Task instructions: From the line with "written like (228,18)." down to the final line of the material below, quote every line exactly and leave out all lines before it.

The records:

◆ ◆ ◆ ◆ ◆ ◆ ◆

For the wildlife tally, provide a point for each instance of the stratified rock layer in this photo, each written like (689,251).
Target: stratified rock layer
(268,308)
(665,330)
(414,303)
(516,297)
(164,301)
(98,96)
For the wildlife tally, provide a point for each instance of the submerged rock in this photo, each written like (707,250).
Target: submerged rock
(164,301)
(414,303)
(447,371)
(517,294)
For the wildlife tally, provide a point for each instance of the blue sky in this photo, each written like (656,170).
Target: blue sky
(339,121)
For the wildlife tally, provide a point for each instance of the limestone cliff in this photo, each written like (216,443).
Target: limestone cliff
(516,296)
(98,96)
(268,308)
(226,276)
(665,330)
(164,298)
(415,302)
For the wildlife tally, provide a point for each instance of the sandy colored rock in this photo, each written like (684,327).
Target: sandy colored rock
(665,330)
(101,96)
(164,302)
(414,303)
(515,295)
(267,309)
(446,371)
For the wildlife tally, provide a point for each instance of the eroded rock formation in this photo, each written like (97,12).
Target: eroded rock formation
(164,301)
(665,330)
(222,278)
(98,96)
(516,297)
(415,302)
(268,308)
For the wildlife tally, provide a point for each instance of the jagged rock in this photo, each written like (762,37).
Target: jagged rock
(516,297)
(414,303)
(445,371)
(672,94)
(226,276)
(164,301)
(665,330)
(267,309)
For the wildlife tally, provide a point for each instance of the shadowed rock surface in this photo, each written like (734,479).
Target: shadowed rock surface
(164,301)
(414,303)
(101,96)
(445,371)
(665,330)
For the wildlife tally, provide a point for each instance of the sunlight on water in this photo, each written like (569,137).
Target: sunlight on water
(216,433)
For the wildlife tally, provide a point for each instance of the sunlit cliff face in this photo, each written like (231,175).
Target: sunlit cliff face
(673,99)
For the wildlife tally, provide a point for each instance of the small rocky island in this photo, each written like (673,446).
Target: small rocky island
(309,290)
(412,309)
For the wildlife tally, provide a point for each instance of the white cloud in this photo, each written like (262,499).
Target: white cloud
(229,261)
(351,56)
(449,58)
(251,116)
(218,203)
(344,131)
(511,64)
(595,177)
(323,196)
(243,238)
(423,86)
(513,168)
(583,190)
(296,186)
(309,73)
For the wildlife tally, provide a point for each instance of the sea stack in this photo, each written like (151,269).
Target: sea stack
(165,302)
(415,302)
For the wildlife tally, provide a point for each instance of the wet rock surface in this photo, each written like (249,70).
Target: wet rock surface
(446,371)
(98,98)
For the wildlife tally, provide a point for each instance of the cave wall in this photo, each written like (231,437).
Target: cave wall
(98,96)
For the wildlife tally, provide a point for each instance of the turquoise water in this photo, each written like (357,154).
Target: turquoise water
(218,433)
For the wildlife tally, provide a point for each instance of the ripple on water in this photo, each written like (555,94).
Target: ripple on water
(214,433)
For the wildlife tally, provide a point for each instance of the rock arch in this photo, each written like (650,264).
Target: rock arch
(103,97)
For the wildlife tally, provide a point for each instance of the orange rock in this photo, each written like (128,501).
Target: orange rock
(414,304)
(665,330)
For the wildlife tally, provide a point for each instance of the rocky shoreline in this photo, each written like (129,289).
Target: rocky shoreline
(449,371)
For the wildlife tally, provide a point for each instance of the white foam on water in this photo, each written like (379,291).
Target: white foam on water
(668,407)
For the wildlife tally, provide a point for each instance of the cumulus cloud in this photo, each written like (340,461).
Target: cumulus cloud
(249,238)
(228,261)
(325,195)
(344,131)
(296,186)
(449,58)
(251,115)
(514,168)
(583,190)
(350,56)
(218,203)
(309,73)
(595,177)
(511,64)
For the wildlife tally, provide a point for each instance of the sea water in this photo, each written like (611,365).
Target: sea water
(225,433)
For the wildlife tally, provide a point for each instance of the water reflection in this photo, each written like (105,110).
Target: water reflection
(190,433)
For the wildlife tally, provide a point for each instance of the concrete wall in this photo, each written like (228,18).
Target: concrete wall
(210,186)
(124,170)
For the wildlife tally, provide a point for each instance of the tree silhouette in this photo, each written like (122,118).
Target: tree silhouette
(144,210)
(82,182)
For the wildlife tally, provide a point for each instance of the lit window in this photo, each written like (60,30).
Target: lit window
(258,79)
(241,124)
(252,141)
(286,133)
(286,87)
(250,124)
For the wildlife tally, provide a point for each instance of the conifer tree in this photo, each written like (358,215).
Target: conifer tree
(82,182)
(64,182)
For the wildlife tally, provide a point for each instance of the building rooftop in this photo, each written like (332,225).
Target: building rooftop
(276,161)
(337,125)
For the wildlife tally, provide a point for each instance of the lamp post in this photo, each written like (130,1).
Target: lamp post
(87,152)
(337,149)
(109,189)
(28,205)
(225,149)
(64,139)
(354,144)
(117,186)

◆ ◆ ◆ ◆ ◆ ◆ ◆

Response:
For the wildlife tally, provide a point for each instance of the concrete wall in this photo, each written like (228,18).
Target: concrete wall
(210,186)
(124,170)
For the wildlife tally, provide a point for each instance of the tree silhouette in this photo, each written like (122,118).
Target: tree silhouette
(144,210)
(82,182)
For the wildlife tally, provide a point for each instance of the lit window in this photo, each written like (60,30).
Target: lit window
(258,79)
(241,124)
(252,141)
(286,133)
(286,87)
(250,124)
For the wildlife tally, provide a point for each instance of the conifer tree in this photo, each written like (358,215).
Target: conifer tree
(82,182)
(64,182)
For the wildlife tally, provide a point for each instance of the building rooftop in this photo, each written like (332,225).
Target: building rooftop
(276,161)
(337,125)
For the wildlife tally, provide a point for each instance of the lamp post in this photo, each written like (130,1).
Target: lamp post
(87,152)
(337,149)
(109,189)
(28,205)
(225,149)
(64,139)
(354,144)
(117,186)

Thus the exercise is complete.